┌────────

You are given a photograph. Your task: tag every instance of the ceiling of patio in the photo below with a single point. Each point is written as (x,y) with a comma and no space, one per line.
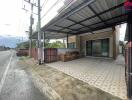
(85,16)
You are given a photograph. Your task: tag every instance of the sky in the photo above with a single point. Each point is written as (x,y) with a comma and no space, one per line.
(14,21)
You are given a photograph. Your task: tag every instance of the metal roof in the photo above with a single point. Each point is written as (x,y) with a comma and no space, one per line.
(86,16)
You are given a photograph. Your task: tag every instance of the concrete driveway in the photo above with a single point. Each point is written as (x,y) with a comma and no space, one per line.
(15,83)
(105,74)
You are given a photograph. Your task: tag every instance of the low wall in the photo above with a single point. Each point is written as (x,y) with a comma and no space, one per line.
(64,50)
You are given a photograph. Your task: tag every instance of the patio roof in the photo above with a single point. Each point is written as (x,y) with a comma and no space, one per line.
(85,16)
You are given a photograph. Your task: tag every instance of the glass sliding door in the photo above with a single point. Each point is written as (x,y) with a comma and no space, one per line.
(98,48)
(105,47)
(88,48)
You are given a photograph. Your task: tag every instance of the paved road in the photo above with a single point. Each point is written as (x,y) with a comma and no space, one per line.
(15,83)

└────────

Exercise aim:
Print every line above word for word, leaving out the pictures.

Reply:
You are given a photograph. Your task: tag every instance of the ceiling of patio in the photo below with a single point. Each point is written as (x,y) with a comma and no space, one per line.
(85,16)
You are given a photograph. Your task: tag every instance of the sky in the photo above with a single point. Each point is written as (x,y) with a comma and no space, one per line.
(14,21)
You are given a photograph. Your task: tag every instance of the metal roof in the photo above with a single point. Each point is written as (x,y) with a comma and no space, one per line.
(86,16)
You are given a photograph. Your task: tag every instance of the concrete driveway in the photo above with a single point. Each point is written as (x,y) with a comma and no space, one per line.
(15,83)
(105,74)
You are given a photograph. Your task: tag every instance of the low wall in the photo above with a single point. Each point is written as (x,y) with a comma and no space, one per line.
(64,50)
You are given a photograph. Your task: tag every instance of the patio roof in the photo above with a single point. Each point is written as (x,y) with a comma and no space, one per line.
(85,16)
You are given a photograph. Your task: tag every instance of the glass sliding door in the photo above with a single point. Each point is written as (x,y) with a comma and no space, one per line.
(98,48)
(105,47)
(88,48)
You are given a photograph. Your task: tag every instance of the paved road in the photo above with a single point. Each point is written as (x,y) with a comma and no space, one per line.
(15,83)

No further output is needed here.